→ **EXERCÍCIO**
Relacione todas as condições de exceção que, conforme a fonte, tornariam válida a cláusula contratual invocada pela Xerox.

→ **FONTE**
•••

Eu já ganhei uma causa contra a Xerox que quiz um aumento de 25% enquanto o IGPM foi de 7%. Eles alegaram uma cláusula deste tipo que estava no contrato. Mas meu advogado alegou que esta cláusula só é válida em condições de exceção, como guerra, calamidades, ou outra situação inesperada que altera a economia de forma não prevista. Só que no meu caso a Xerox alegou disparada do dolar. Era mercado e não condiçaõ de exceção. Isto foi em 1999.
Alguns contratos preveem este tipo de cláusula e normalmente nestes casos a empresa se aproveita para alterar preços para cima.
Porque não usar a mesma cláusula para tentar puxar para baixo o preço atual? Já que houve interferencia do governo nos preços praticados, com um impacto irreversível nos preços, o preço do link pode inviabilizar a existência da empresa. Não seria um caso de reação do mercado, mas de uma ação direta de ações governamentais.
Isso é uma suposição de minha parte, mas um bom advogado quem sabe pode orientar melhor.
Se conseguir provar que o contrato está com preço abusivo, tem chance de ganhar na justiça.
Mas o problema é como voce mesmo disse, como conciliar tudo isso num prazo de 90 dias. Justiça é lerda para estas coisas.

----------


## naldo864

a meu ver ja deixaram um monte de brexas neste negocio de 1 mega por r$ 35,00 os pequenos vão ter que usar de artificios como limitação de download para consueguir continuar trabalhando .

•••

→ **DADOS BRUTOS**

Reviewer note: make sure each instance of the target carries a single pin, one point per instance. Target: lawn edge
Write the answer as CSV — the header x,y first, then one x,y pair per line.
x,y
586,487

•••

→ **RESPOSTA**
- guerra
- calamidades
- outra situação inesperada que altera a economia de forma não prevista